Starting with the line that contains "Task: indicate the blurred" and stopping after the line that contains "Task: indicate the red", return each line below exactly as written, with no others.

━━━━━ Material supplied

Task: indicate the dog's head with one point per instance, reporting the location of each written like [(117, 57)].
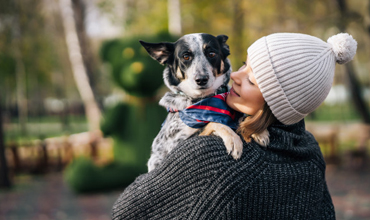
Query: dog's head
[(197, 64)]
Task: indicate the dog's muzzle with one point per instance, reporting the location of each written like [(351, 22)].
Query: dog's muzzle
[(201, 80)]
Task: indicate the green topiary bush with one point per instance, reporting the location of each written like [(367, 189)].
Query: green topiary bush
[(133, 126), (132, 69)]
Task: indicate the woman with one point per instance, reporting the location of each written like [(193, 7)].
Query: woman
[(286, 76)]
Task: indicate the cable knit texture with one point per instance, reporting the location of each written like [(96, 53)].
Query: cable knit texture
[(198, 180)]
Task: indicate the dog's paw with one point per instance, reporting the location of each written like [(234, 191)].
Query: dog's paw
[(262, 138), (232, 141), (234, 144)]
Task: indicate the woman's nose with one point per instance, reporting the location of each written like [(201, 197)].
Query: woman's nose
[(234, 77)]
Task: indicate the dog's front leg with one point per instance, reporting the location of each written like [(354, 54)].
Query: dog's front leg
[(232, 141)]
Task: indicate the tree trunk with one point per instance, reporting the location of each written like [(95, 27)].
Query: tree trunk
[(92, 110), (353, 82), (4, 174), (237, 31), (20, 74), (174, 18)]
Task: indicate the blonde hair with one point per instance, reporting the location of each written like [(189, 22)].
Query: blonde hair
[(256, 124)]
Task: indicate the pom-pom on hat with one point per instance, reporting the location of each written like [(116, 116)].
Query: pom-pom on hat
[(295, 71)]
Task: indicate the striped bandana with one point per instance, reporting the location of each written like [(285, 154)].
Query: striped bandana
[(212, 109)]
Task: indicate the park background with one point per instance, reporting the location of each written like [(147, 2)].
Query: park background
[(78, 95)]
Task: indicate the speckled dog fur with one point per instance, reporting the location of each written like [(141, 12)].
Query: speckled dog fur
[(196, 67)]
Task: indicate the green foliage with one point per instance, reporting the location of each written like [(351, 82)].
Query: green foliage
[(132, 68), (133, 129), (83, 176)]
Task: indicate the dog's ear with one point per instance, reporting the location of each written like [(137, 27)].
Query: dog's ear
[(224, 47), (159, 51)]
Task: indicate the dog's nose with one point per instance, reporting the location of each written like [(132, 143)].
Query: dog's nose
[(201, 80)]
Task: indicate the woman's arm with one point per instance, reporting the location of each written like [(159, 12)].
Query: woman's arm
[(170, 190)]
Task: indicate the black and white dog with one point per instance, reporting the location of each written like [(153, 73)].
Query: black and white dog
[(196, 67)]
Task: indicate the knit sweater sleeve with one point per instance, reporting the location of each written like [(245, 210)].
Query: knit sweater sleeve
[(174, 188)]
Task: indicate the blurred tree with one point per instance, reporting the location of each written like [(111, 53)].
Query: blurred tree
[(4, 176), (92, 110), (174, 17), (353, 83), (22, 39)]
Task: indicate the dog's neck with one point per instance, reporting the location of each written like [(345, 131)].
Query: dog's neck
[(179, 100)]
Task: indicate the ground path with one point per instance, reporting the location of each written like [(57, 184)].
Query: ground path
[(47, 197)]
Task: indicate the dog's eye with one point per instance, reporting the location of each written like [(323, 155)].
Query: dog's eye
[(211, 54), (186, 56)]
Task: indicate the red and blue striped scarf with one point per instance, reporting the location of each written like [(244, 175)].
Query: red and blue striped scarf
[(212, 109)]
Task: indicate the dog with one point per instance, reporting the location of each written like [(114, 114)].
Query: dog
[(196, 67)]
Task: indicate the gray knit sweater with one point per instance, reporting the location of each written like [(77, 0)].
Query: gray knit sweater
[(198, 180)]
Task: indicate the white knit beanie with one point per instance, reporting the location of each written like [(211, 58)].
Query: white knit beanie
[(295, 71)]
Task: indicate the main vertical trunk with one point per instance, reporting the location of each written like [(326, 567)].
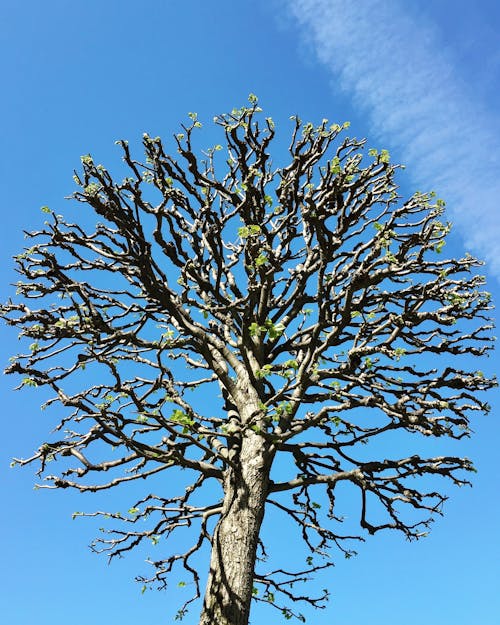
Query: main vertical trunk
[(230, 581)]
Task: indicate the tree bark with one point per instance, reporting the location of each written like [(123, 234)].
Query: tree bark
[(234, 546)]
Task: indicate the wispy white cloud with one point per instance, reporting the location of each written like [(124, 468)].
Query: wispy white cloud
[(395, 67)]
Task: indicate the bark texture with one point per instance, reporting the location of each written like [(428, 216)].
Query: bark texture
[(230, 582)]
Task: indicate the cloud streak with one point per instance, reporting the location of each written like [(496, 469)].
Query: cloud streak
[(416, 100)]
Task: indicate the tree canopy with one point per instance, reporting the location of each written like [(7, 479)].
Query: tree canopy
[(261, 327)]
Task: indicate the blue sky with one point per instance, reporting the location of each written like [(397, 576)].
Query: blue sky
[(421, 79)]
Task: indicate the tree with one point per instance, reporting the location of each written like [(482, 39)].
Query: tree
[(308, 301)]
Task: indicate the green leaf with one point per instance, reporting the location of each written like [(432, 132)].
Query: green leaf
[(261, 259), (384, 157), (264, 372)]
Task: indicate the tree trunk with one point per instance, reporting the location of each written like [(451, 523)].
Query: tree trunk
[(230, 581)]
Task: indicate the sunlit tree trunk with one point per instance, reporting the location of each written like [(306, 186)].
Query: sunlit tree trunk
[(230, 583)]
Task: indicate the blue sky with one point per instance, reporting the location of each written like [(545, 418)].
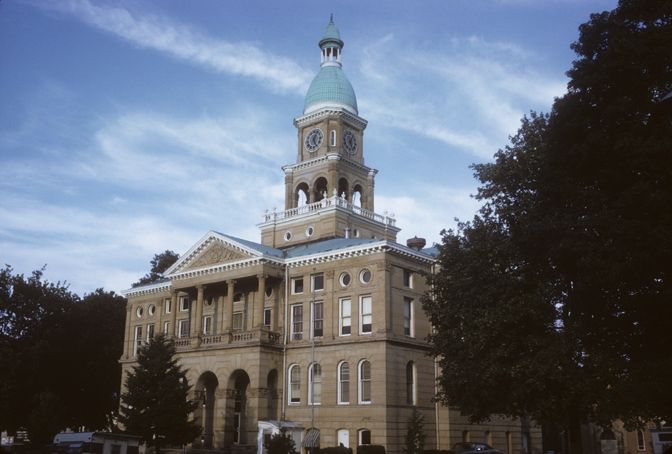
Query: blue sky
[(130, 127)]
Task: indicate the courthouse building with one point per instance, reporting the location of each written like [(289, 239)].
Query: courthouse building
[(319, 326)]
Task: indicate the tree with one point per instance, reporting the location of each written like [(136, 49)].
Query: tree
[(554, 301), (47, 334), (280, 443), (155, 404), (160, 263), (415, 434)]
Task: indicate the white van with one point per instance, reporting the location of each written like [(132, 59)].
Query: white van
[(95, 443)]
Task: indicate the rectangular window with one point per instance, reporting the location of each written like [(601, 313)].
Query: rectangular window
[(297, 285), (294, 384), (268, 313), (150, 331), (184, 303), (317, 282), (408, 279), (365, 315), (207, 324), (318, 319), (408, 317), (183, 328), (137, 340), (297, 322), (345, 318), (237, 321)]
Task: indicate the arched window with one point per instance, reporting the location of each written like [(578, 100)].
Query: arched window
[(301, 195), (641, 444), (357, 196), (314, 384), (294, 373), (364, 436), (364, 388), (343, 390), (410, 384)]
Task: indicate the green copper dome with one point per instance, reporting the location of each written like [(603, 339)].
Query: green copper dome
[(330, 87)]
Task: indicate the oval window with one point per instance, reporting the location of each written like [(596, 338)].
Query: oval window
[(365, 276)]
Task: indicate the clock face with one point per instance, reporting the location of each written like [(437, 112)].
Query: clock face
[(314, 139), (349, 142)]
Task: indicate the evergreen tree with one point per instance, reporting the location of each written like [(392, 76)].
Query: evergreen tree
[(155, 404), (554, 302), (415, 434)]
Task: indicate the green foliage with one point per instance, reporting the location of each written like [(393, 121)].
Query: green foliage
[(155, 404), (160, 263), (415, 434), (280, 443), (554, 302), (370, 449), (60, 355)]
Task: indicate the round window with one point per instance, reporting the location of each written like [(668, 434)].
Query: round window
[(365, 276)]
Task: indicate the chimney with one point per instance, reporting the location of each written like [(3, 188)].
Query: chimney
[(416, 243)]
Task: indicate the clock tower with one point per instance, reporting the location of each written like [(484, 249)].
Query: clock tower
[(329, 191)]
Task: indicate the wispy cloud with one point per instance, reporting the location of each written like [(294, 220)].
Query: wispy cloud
[(469, 95), (189, 44)]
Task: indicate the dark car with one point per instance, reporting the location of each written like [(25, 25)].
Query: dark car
[(468, 447)]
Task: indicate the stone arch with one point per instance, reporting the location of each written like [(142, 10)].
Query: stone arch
[(301, 194), (343, 187), (272, 386), (237, 423), (206, 387), (320, 189)]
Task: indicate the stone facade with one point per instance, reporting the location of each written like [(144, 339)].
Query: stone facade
[(320, 324)]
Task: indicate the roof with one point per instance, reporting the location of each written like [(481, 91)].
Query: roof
[(331, 34), (266, 250), (331, 88), (333, 244)]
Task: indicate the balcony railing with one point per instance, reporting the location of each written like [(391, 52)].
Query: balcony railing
[(327, 203), (230, 337)]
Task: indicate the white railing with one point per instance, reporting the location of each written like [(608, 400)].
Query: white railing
[(326, 203)]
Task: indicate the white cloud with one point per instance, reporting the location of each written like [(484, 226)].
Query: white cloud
[(186, 43), (470, 95)]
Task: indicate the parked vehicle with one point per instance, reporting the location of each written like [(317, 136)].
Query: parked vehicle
[(468, 447), (95, 443)]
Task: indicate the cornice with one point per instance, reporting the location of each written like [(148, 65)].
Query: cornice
[(330, 112), (289, 168)]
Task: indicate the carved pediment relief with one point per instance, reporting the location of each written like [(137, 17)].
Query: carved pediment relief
[(216, 253)]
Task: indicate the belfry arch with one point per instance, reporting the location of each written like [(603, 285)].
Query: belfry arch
[(301, 195)]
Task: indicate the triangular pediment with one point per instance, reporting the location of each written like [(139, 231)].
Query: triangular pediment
[(214, 254), (213, 249)]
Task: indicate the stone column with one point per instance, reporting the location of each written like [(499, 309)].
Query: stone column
[(199, 309), (231, 284), (259, 303), (173, 314), (129, 334)]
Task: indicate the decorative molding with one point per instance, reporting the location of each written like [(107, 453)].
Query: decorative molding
[(322, 113)]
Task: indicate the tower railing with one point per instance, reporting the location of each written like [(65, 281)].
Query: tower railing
[(329, 203)]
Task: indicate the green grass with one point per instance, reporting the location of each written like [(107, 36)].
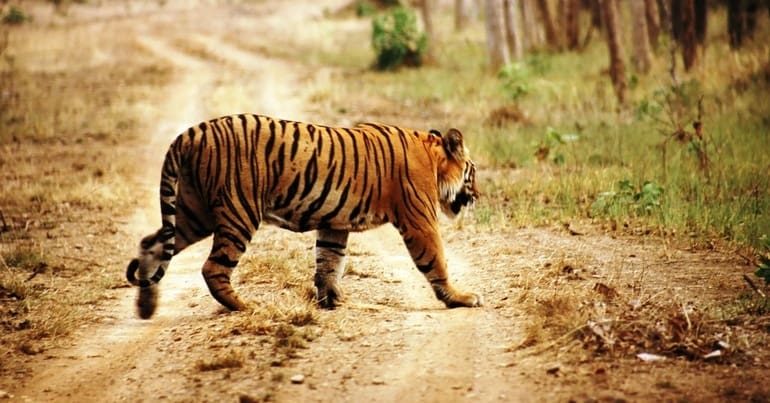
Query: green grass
[(570, 93)]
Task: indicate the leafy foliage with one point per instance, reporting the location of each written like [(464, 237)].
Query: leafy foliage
[(641, 201), (763, 266), (515, 77), (397, 40), (15, 17), (548, 144)]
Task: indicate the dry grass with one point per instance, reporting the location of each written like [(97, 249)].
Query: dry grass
[(68, 114), (229, 360)]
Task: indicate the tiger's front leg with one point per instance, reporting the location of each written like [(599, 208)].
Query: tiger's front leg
[(330, 248), (428, 255)]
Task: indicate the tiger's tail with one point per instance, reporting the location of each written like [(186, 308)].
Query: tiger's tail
[(157, 249)]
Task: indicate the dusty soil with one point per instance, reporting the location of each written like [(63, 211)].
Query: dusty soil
[(392, 341)]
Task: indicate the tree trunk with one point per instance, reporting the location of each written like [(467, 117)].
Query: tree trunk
[(687, 36), (642, 57), (532, 36), (498, 53), (427, 19), (617, 69), (653, 21), (701, 21), (735, 23), (572, 23), (550, 30), (462, 14), (512, 38)]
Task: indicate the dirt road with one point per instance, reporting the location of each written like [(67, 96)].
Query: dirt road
[(425, 351), (391, 341)]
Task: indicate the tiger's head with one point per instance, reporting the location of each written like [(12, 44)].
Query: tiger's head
[(456, 175)]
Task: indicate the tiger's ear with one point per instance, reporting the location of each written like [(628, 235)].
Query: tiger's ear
[(453, 144)]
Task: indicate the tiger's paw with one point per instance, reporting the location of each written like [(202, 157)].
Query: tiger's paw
[(459, 300), (330, 298), (147, 301), (329, 294)]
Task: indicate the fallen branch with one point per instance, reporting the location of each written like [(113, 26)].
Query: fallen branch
[(754, 287)]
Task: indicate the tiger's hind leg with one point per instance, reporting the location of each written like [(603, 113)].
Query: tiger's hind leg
[(330, 248), (428, 255), (225, 253)]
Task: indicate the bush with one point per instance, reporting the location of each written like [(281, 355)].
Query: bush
[(15, 17), (396, 39)]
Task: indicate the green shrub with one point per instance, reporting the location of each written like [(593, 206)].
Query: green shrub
[(396, 39), (627, 197), (763, 266)]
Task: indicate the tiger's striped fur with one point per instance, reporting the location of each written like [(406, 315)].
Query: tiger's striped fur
[(228, 175)]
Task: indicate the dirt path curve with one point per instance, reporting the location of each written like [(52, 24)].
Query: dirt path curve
[(429, 353)]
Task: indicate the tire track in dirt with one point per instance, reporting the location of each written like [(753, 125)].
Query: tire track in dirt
[(112, 361), (408, 346)]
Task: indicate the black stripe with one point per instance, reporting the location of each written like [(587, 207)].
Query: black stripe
[(295, 143), (329, 244), (425, 268), (318, 202), (310, 175), (340, 204), (223, 260), (167, 208)]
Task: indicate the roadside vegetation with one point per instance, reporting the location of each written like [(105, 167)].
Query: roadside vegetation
[(680, 164)]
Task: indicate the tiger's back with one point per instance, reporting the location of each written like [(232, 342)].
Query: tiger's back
[(228, 175)]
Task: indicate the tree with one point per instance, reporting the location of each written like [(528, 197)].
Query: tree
[(550, 30), (511, 29), (642, 56), (653, 21), (617, 68), (462, 14), (532, 36), (683, 20), (741, 20), (571, 9), (496, 46), (427, 19)]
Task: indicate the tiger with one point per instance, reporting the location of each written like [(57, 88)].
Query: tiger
[(228, 175)]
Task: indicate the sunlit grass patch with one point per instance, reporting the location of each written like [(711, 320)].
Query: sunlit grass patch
[(231, 359)]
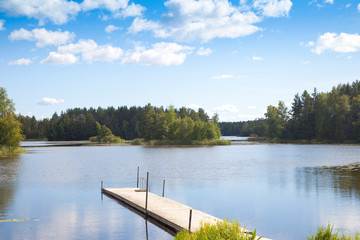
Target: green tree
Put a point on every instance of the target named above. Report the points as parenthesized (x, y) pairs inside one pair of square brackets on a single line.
[(10, 127)]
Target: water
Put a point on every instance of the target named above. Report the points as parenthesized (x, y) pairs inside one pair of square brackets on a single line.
[(284, 191)]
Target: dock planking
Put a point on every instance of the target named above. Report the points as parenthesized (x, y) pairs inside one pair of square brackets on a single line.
[(170, 213)]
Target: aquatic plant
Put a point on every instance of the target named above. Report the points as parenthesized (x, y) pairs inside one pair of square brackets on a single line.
[(218, 231)]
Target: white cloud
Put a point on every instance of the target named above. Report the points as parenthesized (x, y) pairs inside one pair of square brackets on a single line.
[(111, 28), (50, 101), (89, 50), (189, 20), (204, 51), (161, 54), (273, 8), (2, 22), (55, 58), (132, 10), (42, 37), (111, 5), (57, 11), (223, 76), (21, 61), (61, 11), (226, 108), (194, 106), (257, 58), (343, 43)]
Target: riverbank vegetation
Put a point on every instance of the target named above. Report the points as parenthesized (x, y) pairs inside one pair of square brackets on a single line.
[(155, 125), (105, 136), (217, 231), (326, 117), (10, 127), (233, 231)]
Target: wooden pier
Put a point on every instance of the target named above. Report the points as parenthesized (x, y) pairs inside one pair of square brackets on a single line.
[(167, 212)]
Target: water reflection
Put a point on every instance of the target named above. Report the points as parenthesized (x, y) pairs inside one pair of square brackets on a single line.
[(9, 168), (343, 180)]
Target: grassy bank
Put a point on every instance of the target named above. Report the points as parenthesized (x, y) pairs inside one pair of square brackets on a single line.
[(4, 152), (143, 142), (233, 231), (221, 230)]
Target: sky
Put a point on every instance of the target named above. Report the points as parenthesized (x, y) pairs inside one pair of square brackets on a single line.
[(228, 57)]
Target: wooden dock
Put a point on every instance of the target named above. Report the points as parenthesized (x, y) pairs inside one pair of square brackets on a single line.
[(167, 212)]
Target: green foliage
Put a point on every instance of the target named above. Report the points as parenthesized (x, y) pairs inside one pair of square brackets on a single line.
[(10, 127), (319, 117), (218, 231), (150, 123), (326, 233), (105, 135)]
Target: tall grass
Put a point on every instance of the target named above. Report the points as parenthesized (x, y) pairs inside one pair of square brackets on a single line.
[(220, 230), (326, 233)]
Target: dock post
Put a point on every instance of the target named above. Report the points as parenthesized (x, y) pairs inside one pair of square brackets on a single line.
[(190, 220), (137, 179), (147, 190), (163, 188)]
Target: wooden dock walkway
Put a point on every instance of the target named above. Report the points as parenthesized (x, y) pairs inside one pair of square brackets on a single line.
[(171, 214)]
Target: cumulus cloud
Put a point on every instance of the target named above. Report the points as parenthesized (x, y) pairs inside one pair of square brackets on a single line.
[(111, 5), (273, 8), (2, 22), (42, 37), (257, 58), (57, 11), (61, 11), (189, 20), (161, 54), (111, 28), (223, 76), (50, 101), (204, 51), (132, 10), (226, 108), (90, 52), (343, 43), (55, 58), (21, 61)]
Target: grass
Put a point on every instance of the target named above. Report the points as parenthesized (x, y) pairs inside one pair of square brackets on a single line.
[(326, 233), (232, 230), (219, 230), (107, 139), (140, 141)]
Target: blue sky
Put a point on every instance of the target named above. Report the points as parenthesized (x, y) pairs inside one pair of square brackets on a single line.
[(230, 57)]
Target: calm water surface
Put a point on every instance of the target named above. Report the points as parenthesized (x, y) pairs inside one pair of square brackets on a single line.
[(284, 191)]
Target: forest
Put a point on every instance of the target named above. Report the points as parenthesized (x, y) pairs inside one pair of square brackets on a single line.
[(148, 122), (331, 117)]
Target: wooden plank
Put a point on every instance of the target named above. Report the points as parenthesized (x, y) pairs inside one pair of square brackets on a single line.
[(172, 214)]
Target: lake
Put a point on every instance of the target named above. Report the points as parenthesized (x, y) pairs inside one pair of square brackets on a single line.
[(284, 191)]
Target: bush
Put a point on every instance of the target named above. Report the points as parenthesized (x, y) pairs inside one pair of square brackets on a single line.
[(326, 233), (218, 231)]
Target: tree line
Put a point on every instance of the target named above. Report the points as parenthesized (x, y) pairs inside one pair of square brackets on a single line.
[(331, 117), (148, 122), (10, 132)]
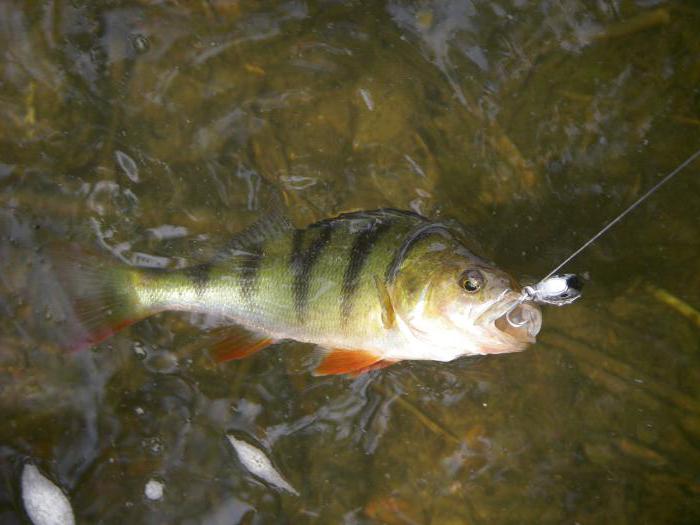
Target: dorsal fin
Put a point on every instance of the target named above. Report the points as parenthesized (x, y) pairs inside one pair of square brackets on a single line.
[(345, 361)]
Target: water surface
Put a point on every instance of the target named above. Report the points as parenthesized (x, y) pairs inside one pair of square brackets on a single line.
[(156, 130)]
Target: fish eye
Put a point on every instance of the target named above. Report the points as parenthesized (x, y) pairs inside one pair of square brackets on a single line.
[(471, 281)]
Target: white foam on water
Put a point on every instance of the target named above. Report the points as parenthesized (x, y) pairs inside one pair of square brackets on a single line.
[(44, 502)]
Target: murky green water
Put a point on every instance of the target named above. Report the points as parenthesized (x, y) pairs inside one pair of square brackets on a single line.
[(158, 129)]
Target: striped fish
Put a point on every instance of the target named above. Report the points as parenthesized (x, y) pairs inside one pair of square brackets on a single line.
[(370, 288)]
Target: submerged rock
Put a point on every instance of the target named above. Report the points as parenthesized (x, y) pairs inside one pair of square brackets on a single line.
[(259, 465)]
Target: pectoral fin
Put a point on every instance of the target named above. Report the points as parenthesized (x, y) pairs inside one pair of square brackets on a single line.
[(341, 361), (232, 342), (376, 366), (388, 314)]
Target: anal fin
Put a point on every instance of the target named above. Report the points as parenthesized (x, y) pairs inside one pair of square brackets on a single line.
[(342, 361), (232, 343)]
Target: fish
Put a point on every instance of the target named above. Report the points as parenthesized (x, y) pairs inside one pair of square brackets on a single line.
[(368, 288)]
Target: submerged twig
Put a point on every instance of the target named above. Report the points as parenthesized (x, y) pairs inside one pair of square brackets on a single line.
[(641, 22), (421, 416)]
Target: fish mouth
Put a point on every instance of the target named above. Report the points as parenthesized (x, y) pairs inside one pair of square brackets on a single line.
[(522, 322)]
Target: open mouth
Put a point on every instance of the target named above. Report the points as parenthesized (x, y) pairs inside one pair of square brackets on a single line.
[(523, 322)]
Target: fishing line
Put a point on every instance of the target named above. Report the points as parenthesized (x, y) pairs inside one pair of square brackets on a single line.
[(632, 206), (564, 289)]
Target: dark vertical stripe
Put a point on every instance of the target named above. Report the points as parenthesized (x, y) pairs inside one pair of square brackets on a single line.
[(302, 263), (249, 273), (360, 251), (199, 277), (413, 238)]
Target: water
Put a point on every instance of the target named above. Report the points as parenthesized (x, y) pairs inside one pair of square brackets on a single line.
[(156, 130)]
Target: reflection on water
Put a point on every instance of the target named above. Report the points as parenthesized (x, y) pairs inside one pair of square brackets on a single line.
[(156, 130)]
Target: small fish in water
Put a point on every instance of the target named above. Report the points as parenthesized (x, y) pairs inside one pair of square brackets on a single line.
[(259, 465), (371, 288)]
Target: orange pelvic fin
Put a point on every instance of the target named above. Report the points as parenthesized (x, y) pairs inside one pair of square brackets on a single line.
[(233, 343), (341, 361)]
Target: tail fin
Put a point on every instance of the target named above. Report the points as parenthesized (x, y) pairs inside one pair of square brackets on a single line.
[(101, 292)]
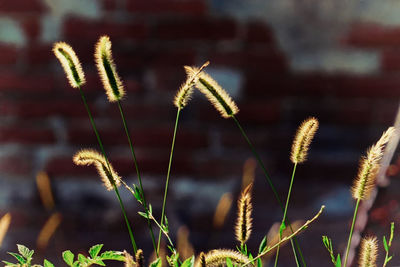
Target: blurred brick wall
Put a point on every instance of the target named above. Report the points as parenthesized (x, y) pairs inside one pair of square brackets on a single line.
[(282, 61)]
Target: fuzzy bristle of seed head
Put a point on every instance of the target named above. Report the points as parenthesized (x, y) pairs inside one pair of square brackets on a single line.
[(185, 91), (369, 167), (301, 143), (368, 252), (87, 157), (70, 63), (218, 97), (217, 258), (139, 258), (129, 262), (107, 70), (244, 219)]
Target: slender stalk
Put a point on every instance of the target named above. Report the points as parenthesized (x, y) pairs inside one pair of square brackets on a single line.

━━━━━━━━━━

Answer section:
Task: indicate the blurred tree with one point per instance, reporting the location of each written like [(111, 53)].
Query: blurred tree
[(4, 176), (92, 110), (174, 17), (353, 83), (22, 39)]
Task: indicate the dog's neck with one point per instance, reporting the location of each written like [(345, 131)].
Query: dog's neck
[(179, 100)]
Task: indicate the ground path with one point per instance, reporting the location of each written like [(57, 184)].
Query: ground path
[(47, 197)]
Task: indicate the dog's eye with one point per instance, reporting the location of each written like [(323, 155)].
Query: dog's eye
[(211, 54), (186, 56)]
Task: indicate the red and blue striped scarf with one point per instance, reporting the location of each written like [(244, 175)].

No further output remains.